=== Task item ===
Locate every line in the material below that has the word "open". Copy each of those lines.

=== Data supplied ===
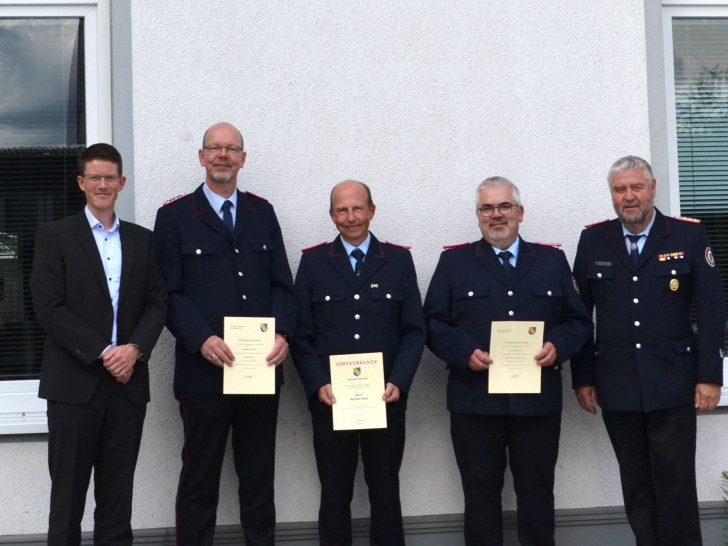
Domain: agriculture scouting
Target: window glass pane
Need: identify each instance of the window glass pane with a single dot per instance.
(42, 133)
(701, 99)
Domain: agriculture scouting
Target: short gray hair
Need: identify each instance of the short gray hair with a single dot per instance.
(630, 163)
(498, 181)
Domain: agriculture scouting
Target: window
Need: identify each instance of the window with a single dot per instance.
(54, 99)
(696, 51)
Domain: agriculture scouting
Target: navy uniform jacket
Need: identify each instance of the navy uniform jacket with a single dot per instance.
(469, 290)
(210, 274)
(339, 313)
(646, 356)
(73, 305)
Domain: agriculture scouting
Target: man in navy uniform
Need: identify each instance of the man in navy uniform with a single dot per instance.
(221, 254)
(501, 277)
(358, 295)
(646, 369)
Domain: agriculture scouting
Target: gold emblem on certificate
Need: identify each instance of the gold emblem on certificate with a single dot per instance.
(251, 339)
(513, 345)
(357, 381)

--

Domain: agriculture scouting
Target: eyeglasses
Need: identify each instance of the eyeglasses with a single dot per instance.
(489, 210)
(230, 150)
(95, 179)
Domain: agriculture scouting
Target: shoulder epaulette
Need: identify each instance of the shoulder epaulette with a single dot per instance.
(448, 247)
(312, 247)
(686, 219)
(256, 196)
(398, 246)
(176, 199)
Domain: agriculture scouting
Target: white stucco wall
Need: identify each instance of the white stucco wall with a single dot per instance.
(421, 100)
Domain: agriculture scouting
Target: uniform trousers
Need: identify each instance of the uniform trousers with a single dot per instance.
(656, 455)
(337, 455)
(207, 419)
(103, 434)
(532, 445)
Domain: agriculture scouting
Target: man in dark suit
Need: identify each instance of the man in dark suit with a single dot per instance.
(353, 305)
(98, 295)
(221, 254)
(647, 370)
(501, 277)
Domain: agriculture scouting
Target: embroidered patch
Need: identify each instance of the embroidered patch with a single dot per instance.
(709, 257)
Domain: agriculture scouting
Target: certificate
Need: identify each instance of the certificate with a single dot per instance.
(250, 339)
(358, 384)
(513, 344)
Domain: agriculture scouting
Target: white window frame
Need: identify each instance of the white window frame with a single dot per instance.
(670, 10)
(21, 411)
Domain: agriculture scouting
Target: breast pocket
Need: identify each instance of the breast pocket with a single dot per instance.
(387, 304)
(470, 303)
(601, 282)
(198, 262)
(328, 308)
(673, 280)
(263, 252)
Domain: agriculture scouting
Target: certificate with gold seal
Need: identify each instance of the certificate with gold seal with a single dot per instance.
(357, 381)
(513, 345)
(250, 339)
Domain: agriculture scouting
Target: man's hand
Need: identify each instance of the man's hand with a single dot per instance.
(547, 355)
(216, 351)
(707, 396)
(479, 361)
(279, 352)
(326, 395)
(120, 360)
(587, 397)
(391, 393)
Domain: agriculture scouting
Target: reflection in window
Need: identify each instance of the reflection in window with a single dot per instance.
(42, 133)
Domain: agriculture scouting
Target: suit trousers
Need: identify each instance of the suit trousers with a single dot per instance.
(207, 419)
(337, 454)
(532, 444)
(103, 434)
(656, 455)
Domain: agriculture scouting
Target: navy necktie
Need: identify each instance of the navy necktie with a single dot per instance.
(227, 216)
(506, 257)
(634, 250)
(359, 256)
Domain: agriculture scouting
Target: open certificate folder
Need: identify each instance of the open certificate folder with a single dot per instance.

=== Answer for the task ===
Target: open certificate folder
Need: identify each instance of the open certificate folder with a single dot per instance.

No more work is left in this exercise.